- _Exercise_
Please rewrite the rows below, changing "self-closing" to "self-terminating" and keeping everything else the same. Leave the pictures out.

···

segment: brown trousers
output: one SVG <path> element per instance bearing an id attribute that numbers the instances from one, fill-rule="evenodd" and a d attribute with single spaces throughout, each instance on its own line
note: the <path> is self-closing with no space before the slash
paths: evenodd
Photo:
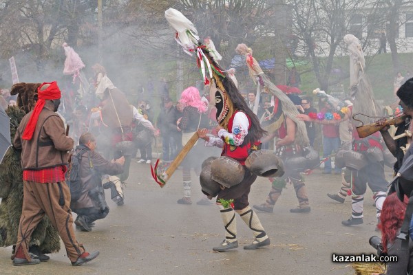
<path id="1" fill-rule="evenodd" d="M 23 181 L 23 198 L 16 251 L 20 246 L 28 261 L 29 242 L 36 226 L 47 214 L 59 232 L 66 248 L 67 257 L 72 262 L 85 252 L 78 243 L 73 230 L 73 218 L 70 210 L 70 190 L 65 182 L 41 184 Z M 13 257 L 14 258 L 14 256 Z"/>

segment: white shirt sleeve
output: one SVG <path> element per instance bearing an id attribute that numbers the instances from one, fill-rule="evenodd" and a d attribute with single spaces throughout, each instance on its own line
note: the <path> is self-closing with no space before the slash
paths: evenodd
<path id="1" fill-rule="evenodd" d="M 232 133 L 225 129 L 218 131 L 218 137 L 222 138 L 225 143 L 233 146 L 240 146 L 244 142 L 244 138 L 248 134 L 249 122 L 246 115 L 243 112 L 238 112 L 234 116 L 232 126 Z"/>
<path id="2" fill-rule="evenodd" d="M 134 114 L 134 118 L 142 123 L 142 125 L 151 129 L 153 129 L 152 123 L 151 123 L 150 121 L 145 120 L 143 116 L 139 113 L 139 111 L 134 106 L 132 107 L 132 113 Z"/>
<path id="3" fill-rule="evenodd" d="M 222 148 L 224 146 L 224 141 L 221 138 L 217 138 L 214 136 L 209 136 L 209 140 L 205 142 L 206 146 L 217 146 Z"/>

···

- _Solved problem_
segment: brown trousers
output: one SVG <path> element per instance bearing an id attribute that numbers the instances from one, fill-rule="evenodd" and a d attribute with single spaces throughout, each instance on its own line
note: the <path> is self-terminating with no space before the slash
paths: evenodd
Photo:
<path id="1" fill-rule="evenodd" d="M 23 181 L 23 198 L 16 251 L 20 246 L 28 261 L 29 242 L 36 226 L 47 214 L 59 232 L 66 248 L 67 257 L 72 262 L 85 252 L 78 243 L 73 230 L 73 218 L 70 210 L 70 190 L 65 182 L 41 184 Z M 13 257 L 14 258 L 14 256 Z"/>

segment: white shirt sleeve
output: one SVG <path> element per instance bearing an id attribute that numbers the instances from one, fill-rule="evenodd" and a d attribute with single spaces throughout, each instance on its own line
note: the <path> is self-terminating with no space before the slash
paths: evenodd
<path id="1" fill-rule="evenodd" d="M 232 133 L 225 129 L 218 131 L 218 137 L 222 138 L 225 143 L 233 146 L 240 146 L 244 142 L 244 138 L 248 134 L 249 122 L 246 115 L 243 112 L 238 112 L 234 116 L 232 126 Z"/>
<path id="2" fill-rule="evenodd" d="M 134 114 L 134 118 L 142 123 L 142 125 L 151 129 L 153 129 L 152 123 L 151 123 L 150 121 L 145 120 L 143 116 L 139 113 L 139 111 L 134 106 L 132 107 L 132 113 Z"/>
<path id="3" fill-rule="evenodd" d="M 222 148 L 224 146 L 224 141 L 221 138 L 217 138 L 214 136 L 209 136 L 209 140 L 205 142 L 206 146 L 217 146 Z"/>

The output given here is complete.